### Given problem:
Swap "deepest inside" for "nearest the middle of" everywhere in the listing below, keeping every other part unchanged.

------ Information shown

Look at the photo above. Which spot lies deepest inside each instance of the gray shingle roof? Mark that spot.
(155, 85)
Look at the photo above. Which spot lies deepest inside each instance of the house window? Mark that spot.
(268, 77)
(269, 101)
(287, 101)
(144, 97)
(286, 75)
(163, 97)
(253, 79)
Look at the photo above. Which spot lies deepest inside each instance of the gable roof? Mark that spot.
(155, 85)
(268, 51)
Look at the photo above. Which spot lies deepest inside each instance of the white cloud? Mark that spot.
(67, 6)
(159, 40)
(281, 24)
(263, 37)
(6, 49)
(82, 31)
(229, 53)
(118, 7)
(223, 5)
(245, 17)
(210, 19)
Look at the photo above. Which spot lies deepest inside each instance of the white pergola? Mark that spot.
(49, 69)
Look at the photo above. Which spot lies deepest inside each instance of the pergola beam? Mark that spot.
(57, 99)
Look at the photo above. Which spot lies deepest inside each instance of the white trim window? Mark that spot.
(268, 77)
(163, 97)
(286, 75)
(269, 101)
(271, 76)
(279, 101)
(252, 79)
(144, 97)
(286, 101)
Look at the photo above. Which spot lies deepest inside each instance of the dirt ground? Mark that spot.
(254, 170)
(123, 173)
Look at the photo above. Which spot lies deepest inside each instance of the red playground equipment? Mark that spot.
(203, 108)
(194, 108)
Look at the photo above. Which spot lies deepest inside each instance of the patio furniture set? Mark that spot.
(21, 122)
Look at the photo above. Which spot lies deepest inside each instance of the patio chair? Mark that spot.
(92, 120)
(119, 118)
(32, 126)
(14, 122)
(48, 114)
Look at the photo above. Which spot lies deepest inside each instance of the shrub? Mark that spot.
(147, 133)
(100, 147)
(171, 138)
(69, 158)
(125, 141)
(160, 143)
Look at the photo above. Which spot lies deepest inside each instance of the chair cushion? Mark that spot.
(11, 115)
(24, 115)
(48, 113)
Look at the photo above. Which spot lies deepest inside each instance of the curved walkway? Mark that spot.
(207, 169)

------------

### Final answer:
Look at the photo above. Which spot lies nearest the middle of each instance of the gray shingle roof? Mark that spot.
(155, 85)
Look at the photo above. Which spot lies nearest the middle of each instance of the house window? Mark that spot.
(268, 77)
(269, 101)
(287, 101)
(144, 97)
(286, 75)
(163, 97)
(253, 79)
Look at the photo above. Which spot lies nearest the middle of each instance of the gable roof? Mark that spot.
(155, 85)
(268, 51)
Look at the photo above. Which spot lies nearest the middle of each instance of the white cloud? Mark that spot.
(67, 6)
(159, 40)
(281, 24)
(263, 37)
(6, 49)
(82, 31)
(229, 53)
(118, 7)
(223, 5)
(245, 17)
(210, 19)
Look at the photo above. Which spot lies nearest the middle of each instance of the white pergola? Mark that spot.
(49, 69)
Look at the photo above. Which spot lies nearest the middle of each instance of the pergola beam? Mark that spot.
(57, 99)
Look at the photo above. Which spot lies nearest the middle of each instance of the white trim window? Mark that spot.
(268, 77)
(163, 97)
(286, 75)
(269, 101)
(271, 76)
(279, 101)
(252, 79)
(144, 97)
(286, 101)
Look at the photo above. Which spot lies nearest the middle of each instance of the dirt ground? Mark that spot.
(254, 170)
(123, 173)
Look at the photo above. Which spot lies nearest the middle of each instance of the red playground equipment? Mark that spot.
(203, 108)
(194, 108)
Look at the photo above. Which spot lies nearest the middle of each instance of the patio furniture set? Mark that spot.
(21, 122)
Look at the photo above. Which spot lies nearest the middle of each instance of the patio chair? Mark that spot.
(92, 120)
(119, 118)
(32, 126)
(14, 122)
(48, 114)
Look at the photo above. Which spot lies nearest the middle of each instance of the shrub? Mark that spot.
(147, 133)
(100, 147)
(171, 138)
(69, 158)
(125, 141)
(160, 143)
Look at the photo above. Which spot lies nearest the middle of each instance of the chair cushion? Mark that spot.
(11, 115)
(24, 115)
(48, 113)
Look at the photo above. Which spot lies nearest the middle of each instance of the curved walkway? Mark that spot.
(207, 169)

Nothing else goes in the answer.